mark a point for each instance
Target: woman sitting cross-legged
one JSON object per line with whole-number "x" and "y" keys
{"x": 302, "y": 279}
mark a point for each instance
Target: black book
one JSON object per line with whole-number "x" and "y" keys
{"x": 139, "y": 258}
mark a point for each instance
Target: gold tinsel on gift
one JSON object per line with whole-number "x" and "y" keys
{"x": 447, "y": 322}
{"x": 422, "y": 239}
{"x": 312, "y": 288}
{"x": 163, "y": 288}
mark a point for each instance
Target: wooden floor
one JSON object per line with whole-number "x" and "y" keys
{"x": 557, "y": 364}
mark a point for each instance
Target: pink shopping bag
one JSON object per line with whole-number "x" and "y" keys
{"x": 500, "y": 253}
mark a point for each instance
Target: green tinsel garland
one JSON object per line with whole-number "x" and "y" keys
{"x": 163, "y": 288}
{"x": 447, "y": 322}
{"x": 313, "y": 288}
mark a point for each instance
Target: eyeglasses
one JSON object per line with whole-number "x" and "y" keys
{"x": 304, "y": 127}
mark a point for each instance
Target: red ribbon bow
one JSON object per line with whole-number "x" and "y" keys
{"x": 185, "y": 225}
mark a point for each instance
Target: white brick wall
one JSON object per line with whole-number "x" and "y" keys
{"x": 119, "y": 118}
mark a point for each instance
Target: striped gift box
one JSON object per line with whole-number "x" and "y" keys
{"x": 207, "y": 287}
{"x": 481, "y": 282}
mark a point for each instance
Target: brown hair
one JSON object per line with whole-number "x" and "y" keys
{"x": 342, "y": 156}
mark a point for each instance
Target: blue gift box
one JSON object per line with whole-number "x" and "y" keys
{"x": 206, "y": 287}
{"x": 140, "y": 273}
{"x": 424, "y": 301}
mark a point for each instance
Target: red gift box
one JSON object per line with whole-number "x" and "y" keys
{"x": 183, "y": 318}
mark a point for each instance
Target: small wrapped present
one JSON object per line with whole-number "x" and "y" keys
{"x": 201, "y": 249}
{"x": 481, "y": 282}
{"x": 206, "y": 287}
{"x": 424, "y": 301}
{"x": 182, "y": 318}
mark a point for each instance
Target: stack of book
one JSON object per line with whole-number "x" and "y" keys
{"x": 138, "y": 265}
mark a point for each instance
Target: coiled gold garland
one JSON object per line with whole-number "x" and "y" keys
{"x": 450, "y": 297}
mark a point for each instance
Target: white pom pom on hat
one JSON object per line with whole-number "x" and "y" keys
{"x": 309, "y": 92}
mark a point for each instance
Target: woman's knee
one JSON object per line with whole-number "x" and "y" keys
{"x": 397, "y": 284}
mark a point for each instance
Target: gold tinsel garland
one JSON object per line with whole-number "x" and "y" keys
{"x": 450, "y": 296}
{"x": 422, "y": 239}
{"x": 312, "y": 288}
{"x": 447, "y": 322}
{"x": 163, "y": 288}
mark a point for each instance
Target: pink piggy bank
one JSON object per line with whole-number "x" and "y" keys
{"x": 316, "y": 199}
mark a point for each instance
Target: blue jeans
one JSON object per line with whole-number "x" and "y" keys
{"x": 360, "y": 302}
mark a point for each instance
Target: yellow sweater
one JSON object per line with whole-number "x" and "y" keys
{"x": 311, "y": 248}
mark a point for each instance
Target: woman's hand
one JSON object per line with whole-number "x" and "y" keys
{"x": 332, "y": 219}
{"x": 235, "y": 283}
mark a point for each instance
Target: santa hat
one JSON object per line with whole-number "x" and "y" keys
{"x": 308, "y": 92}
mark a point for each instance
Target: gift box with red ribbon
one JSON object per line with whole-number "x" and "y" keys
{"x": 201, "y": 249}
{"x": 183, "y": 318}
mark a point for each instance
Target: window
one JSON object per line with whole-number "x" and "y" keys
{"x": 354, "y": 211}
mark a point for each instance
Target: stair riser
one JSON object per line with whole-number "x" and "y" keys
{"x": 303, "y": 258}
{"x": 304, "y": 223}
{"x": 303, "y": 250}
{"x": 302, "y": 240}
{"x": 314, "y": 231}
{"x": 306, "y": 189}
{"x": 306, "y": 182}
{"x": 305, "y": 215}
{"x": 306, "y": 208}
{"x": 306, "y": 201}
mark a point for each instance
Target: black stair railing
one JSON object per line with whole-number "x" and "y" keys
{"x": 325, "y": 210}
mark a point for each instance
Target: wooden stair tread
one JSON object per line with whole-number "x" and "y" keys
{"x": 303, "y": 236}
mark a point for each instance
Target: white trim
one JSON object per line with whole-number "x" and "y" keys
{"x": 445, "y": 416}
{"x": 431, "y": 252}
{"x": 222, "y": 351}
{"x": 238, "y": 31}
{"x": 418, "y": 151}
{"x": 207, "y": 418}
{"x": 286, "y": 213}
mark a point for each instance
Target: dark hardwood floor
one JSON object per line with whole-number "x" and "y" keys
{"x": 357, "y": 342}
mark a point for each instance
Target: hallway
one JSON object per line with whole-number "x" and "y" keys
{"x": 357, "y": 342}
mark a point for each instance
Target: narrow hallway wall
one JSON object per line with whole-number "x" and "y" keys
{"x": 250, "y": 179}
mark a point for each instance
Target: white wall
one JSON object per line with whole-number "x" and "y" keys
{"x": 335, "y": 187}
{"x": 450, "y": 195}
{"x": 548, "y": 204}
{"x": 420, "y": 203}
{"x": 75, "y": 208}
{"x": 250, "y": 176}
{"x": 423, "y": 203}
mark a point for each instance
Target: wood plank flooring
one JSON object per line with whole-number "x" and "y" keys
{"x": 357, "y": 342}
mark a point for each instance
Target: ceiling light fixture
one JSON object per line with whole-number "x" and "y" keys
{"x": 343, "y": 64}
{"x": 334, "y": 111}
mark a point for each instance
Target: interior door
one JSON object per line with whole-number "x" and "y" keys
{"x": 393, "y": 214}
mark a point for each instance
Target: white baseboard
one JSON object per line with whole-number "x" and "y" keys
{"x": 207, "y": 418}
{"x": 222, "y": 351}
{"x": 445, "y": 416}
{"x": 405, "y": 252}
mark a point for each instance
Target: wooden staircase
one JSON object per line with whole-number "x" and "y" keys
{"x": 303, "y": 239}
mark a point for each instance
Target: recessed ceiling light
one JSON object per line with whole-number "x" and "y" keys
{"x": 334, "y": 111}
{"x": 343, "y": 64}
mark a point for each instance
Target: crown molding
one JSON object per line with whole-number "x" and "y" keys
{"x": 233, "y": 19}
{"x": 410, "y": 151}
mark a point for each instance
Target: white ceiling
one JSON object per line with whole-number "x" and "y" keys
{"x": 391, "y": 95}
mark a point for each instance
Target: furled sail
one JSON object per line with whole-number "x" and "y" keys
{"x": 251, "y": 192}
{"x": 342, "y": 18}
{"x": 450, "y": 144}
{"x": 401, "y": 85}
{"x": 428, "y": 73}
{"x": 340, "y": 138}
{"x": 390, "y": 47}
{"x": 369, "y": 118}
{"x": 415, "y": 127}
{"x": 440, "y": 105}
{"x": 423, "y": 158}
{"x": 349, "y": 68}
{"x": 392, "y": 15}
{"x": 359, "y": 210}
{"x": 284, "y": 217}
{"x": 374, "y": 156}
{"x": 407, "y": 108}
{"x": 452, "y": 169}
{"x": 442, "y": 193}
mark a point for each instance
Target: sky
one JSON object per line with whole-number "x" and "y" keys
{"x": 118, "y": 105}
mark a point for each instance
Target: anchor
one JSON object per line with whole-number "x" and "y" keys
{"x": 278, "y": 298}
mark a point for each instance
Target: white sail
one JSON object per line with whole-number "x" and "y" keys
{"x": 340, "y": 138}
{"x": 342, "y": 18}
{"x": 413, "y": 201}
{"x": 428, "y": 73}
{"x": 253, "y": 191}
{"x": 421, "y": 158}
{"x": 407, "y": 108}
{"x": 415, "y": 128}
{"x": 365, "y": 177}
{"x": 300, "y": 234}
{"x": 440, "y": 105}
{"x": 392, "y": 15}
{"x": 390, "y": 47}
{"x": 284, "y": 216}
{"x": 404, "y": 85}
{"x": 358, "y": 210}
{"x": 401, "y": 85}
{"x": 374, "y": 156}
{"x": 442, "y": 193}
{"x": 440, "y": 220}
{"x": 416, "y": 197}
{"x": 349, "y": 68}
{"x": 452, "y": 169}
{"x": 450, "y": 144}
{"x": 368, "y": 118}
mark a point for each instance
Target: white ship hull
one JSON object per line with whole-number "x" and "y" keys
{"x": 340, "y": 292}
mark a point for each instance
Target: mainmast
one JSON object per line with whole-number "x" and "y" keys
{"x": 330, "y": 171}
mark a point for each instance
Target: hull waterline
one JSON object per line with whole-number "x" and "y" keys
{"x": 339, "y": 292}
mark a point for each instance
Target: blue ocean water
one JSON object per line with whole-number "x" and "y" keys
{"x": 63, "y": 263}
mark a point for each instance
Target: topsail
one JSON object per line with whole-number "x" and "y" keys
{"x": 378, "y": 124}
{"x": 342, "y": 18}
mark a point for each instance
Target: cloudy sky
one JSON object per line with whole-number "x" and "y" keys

**Your task:** From the entries above, select every line that contains the word "garland" and copy each one out.

**Exercise output:**
Target: green tinsel garland
Target: coiled gold garland
Target: gold tinsel garland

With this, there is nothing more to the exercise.